— EXERCISE GOAL —
Of the records that follow, copy only the lines from the line containing "of the eucalyptus" to the line containing "of the peach", both included, exactly as written.

— EXCERPTED DATA —

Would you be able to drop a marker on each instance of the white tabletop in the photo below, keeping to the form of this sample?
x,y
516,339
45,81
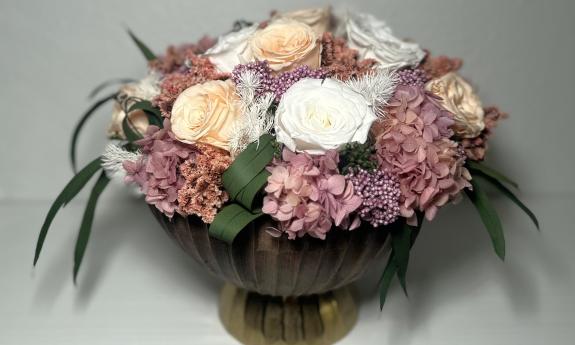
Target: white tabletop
x,y
137,287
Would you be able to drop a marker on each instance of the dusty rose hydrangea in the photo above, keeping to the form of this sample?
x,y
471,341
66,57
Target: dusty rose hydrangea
x,y
157,171
438,66
202,193
176,57
307,195
340,61
413,143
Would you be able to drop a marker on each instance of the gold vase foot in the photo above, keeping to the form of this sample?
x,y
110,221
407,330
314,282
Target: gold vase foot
x,y
254,319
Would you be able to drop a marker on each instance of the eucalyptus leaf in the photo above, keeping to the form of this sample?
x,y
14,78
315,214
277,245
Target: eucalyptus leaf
x,y
489,216
485,170
152,113
509,194
147,52
68,193
87,221
81,123
246,170
230,221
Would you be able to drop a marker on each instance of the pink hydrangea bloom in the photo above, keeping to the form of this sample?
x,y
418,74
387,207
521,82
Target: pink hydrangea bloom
x,y
307,195
413,142
157,171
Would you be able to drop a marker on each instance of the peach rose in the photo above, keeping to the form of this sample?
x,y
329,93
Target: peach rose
x,y
285,44
319,19
205,113
458,96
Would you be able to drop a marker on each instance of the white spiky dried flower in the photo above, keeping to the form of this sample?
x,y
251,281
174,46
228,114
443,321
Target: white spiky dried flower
x,y
256,119
113,159
377,87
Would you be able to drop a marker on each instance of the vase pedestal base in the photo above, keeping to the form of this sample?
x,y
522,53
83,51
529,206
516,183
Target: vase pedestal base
x,y
254,319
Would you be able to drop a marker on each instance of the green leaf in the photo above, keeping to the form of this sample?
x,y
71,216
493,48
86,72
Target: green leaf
x,y
245,174
485,170
70,191
148,54
386,278
87,221
392,264
108,83
508,193
153,114
230,221
132,134
489,216
80,125
247,196
400,244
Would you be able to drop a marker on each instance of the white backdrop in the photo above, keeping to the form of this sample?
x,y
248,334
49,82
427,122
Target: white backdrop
x,y
137,288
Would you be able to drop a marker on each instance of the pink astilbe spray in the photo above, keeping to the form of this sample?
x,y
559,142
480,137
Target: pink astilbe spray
x,y
307,195
413,143
156,172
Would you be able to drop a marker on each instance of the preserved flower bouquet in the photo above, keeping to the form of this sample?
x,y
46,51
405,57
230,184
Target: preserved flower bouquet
x,y
303,127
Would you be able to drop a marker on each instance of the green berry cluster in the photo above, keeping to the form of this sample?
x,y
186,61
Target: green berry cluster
x,y
356,155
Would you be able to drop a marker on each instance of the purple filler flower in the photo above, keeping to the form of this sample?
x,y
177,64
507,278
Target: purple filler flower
x,y
380,193
277,84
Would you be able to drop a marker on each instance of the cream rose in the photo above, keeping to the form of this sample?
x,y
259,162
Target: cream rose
x,y
459,98
205,113
227,53
317,115
319,19
373,39
285,44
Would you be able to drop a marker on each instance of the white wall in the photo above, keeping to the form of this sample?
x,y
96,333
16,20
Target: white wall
x,y
518,52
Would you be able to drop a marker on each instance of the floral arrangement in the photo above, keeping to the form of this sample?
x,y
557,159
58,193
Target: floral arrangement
x,y
320,122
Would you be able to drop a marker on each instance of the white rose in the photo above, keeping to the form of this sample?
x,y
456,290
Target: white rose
x,y
317,115
373,39
228,51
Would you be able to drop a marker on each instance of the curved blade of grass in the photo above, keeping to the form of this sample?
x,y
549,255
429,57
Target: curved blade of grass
x,y
400,244
509,194
476,166
80,125
489,217
386,278
68,193
147,52
108,83
87,221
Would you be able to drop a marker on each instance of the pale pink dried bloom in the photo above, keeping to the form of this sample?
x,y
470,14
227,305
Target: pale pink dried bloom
x,y
307,195
156,172
413,142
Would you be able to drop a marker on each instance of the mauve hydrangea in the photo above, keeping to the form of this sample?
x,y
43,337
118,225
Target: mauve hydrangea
x,y
307,195
156,172
413,143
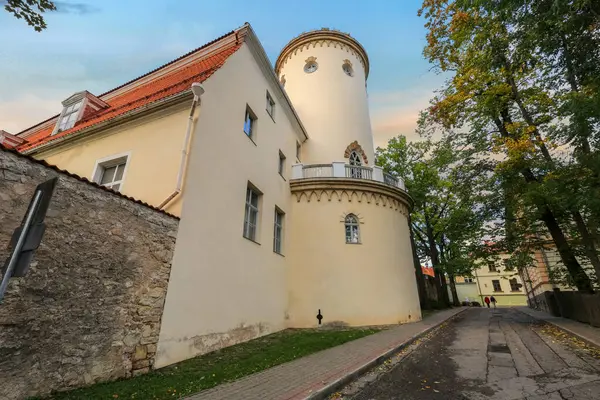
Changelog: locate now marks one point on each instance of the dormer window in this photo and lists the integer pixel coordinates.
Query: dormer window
(76, 107)
(69, 117)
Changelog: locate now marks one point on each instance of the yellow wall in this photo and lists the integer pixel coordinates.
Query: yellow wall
(357, 284)
(506, 297)
(466, 291)
(223, 288)
(332, 105)
(155, 144)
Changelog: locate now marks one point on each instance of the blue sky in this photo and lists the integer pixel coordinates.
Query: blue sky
(97, 45)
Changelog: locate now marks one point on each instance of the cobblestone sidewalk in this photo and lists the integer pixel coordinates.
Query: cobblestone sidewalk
(584, 331)
(311, 376)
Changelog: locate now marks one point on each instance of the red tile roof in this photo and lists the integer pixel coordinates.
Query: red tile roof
(143, 93)
(85, 180)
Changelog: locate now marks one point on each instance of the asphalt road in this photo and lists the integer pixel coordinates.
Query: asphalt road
(496, 354)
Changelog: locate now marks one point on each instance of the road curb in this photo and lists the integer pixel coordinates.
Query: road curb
(586, 339)
(339, 383)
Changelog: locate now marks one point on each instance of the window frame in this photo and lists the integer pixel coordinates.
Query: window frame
(352, 239)
(281, 164)
(298, 150)
(75, 113)
(494, 285)
(108, 162)
(270, 104)
(278, 223)
(348, 70)
(250, 115)
(515, 287)
(248, 206)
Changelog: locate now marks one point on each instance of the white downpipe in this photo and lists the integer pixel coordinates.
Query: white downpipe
(198, 91)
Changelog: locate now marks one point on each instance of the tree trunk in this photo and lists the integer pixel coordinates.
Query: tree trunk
(588, 244)
(581, 280)
(445, 294)
(435, 261)
(423, 297)
(455, 299)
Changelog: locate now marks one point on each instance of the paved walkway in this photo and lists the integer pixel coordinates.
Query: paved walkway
(307, 377)
(497, 354)
(584, 331)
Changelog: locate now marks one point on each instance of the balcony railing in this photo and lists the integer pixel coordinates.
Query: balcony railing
(343, 170)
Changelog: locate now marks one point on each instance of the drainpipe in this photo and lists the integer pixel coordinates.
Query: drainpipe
(198, 90)
(478, 286)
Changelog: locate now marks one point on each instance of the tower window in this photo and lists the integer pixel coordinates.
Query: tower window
(355, 159)
(347, 68)
(251, 213)
(281, 166)
(270, 105)
(249, 123)
(311, 65)
(352, 230)
(298, 148)
(278, 231)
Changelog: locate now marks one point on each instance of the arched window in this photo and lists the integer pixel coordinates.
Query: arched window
(355, 159)
(355, 165)
(352, 230)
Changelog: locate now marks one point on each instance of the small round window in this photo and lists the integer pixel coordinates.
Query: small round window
(311, 67)
(348, 69)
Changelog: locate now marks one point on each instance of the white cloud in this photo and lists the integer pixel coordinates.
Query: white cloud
(396, 113)
(25, 111)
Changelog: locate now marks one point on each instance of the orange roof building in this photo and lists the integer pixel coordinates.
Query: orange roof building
(271, 171)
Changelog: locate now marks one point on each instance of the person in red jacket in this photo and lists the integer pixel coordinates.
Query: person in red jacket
(493, 300)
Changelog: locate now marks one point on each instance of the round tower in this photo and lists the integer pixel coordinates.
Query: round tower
(324, 73)
(350, 256)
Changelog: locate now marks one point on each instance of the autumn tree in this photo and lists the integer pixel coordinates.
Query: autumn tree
(448, 216)
(518, 93)
(31, 11)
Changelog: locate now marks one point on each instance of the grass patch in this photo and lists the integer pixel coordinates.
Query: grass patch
(212, 369)
(427, 313)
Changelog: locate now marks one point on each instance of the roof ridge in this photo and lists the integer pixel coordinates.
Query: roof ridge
(144, 75)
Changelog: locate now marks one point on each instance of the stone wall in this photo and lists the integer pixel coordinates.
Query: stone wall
(89, 309)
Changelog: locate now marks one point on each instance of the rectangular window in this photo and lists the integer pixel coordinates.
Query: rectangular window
(270, 105)
(111, 172)
(496, 284)
(514, 285)
(69, 117)
(278, 231)
(249, 123)
(251, 214)
(281, 166)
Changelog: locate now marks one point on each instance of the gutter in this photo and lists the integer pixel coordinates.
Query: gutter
(198, 90)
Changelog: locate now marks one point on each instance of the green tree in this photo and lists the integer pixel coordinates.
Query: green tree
(501, 101)
(448, 216)
(31, 11)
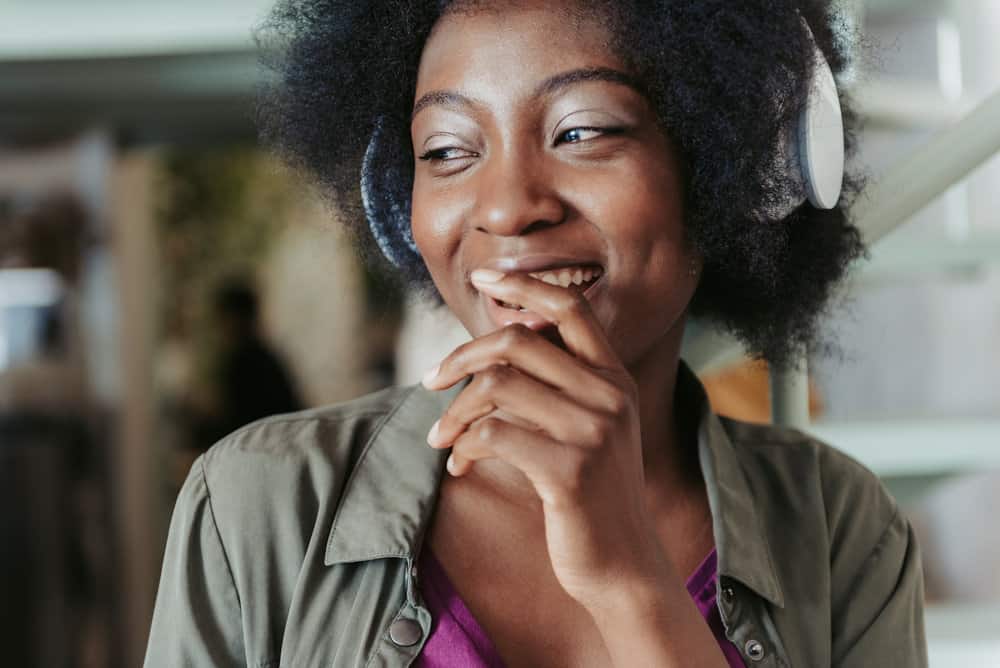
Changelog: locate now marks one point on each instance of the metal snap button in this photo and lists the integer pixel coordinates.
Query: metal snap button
(405, 632)
(754, 650)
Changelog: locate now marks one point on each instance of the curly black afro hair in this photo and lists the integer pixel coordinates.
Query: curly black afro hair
(727, 80)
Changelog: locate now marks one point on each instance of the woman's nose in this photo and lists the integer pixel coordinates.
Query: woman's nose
(516, 196)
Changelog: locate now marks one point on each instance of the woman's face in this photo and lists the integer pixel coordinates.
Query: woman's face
(534, 154)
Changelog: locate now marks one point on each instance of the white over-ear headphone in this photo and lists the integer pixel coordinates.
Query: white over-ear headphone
(813, 151)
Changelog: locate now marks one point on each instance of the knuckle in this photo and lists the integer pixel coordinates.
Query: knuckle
(594, 431)
(513, 336)
(574, 475)
(491, 378)
(488, 429)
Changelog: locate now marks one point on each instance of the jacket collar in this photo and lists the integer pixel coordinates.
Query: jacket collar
(390, 495)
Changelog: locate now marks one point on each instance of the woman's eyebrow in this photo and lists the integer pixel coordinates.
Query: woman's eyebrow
(450, 98)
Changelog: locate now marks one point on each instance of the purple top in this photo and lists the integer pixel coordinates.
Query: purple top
(457, 639)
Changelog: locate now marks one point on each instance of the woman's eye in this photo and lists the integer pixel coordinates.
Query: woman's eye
(575, 135)
(445, 154)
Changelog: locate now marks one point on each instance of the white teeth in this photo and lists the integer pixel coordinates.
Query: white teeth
(569, 276)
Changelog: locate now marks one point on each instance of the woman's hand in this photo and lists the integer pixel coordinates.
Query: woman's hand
(571, 425)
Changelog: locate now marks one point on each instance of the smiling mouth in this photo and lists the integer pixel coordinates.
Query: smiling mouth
(579, 279)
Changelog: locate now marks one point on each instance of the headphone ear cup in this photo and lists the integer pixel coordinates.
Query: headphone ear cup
(386, 185)
(820, 138)
(810, 157)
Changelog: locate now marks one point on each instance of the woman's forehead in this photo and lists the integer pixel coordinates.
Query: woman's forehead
(512, 47)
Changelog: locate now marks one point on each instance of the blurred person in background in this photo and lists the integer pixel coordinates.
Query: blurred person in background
(249, 378)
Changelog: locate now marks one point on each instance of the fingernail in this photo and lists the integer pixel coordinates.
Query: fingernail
(431, 375)
(485, 276)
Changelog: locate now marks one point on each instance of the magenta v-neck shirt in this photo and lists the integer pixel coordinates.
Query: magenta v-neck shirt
(457, 640)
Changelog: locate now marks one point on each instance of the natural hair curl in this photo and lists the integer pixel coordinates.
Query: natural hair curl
(727, 80)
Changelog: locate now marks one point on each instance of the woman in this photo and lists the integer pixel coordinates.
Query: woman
(572, 179)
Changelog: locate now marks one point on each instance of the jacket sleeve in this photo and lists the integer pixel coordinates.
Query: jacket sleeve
(196, 621)
(884, 622)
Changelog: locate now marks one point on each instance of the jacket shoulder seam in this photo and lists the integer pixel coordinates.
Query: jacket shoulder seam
(364, 453)
(218, 534)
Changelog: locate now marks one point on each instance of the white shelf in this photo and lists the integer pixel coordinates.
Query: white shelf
(917, 447)
(963, 635)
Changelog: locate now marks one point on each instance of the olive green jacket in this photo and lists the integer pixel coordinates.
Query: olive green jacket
(294, 542)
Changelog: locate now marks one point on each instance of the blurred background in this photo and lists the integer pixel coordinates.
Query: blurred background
(154, 264)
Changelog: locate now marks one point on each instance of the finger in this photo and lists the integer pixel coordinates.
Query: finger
(543, 460)
(522, 397)
(527, 350)
(568, 310)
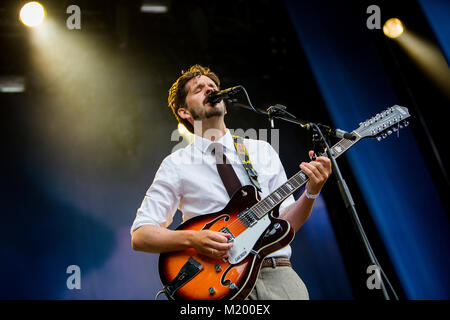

— SOLUTION —
Would you be able to drop a marker on each instance of the eucalyptus leaf in the photo above, keeping to the form of this sample?
x,y
14,78
315,214
277,245
Target: eucalyptus leaf
x,y
489,216
485,170
152,113
509,194
147,52
68,193
87,221
81,123
246,170
230,221
Would you be able to drop a marker on each instance of the pink hydrangea bloom in the photo above, keeping to the form of this sample?
x,y
418,74
387,207
521,82
Target: pink hydrangea bloom
x,y
307,195
413,142
157,171
Would you be able to drop a marker on each instance of the peach rose in the photo above, keeping to the form of this sample?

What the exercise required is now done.